Your task => Below this line is a set of entries; quote exactly the lines from the line that contains "Is there any pen" to the line that contains "Is there any coin pile", both lines included.

Annotated photo localization data
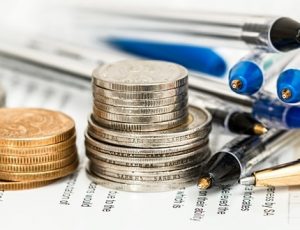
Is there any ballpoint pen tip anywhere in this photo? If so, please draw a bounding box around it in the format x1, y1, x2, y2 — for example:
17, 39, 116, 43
281, 88, 292, 100
198, 176, 212, 190
253, 124, 268, 135
239, 176, 255, 186
231, 80, 242, 90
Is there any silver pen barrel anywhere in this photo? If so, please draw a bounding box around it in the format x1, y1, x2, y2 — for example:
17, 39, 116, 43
244, 130, 299, 173
262, 131, 299, 156
130, 11, 277, 51
79, 6, 300, 52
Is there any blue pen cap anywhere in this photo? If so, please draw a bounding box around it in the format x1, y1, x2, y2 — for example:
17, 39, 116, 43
277, 69, 300, 103
229, 61, 263, 95
108, 38, 227, 77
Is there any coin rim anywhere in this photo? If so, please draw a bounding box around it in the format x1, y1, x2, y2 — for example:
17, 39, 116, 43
85, 131, 208, 157
92, 60, 188, 91
93, 106, 188, 123
0, 152, 78, 173
92, 84, 188, 100
93, 98, 188, 115
0, 108, 76, 147
86, 169, 196, 192
93, 92, 188, 107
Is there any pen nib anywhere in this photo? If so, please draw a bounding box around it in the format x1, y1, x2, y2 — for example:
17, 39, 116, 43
253, 124, 268, 135
281, 88, 292, 100
239, 176, 255, 186
197, 176, 212, 190
231, 79, 242, 90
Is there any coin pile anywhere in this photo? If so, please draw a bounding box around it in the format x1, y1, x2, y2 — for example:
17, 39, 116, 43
85, 60, 212, 192
0, 108, 79, 190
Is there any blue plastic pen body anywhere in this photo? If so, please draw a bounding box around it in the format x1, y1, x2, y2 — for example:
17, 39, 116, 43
228, 50, 287, 95
229, 51, 296, 96
107, 38, 227, 77
277, 54, 300, 104
229, 51, 266, 95
252, 92, 300, 129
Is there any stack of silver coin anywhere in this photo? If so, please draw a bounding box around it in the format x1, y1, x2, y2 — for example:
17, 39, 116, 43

Solution =>
Is there any pen nib anywhere in this photo? If so, please draw a bounding box around it in the format x1, y1, x2, y2 — for example:
17, 39, 116, 43
253, 124, 268, 135
281, 88, 292, 100
239, 176, 255, 186
197, 176, 212, 190
231, 79, 242, 90
Is there any coin pile anywhere in this photo? If so, please draw a bounding box around it in the format x1, y1, x2, y2 — for example:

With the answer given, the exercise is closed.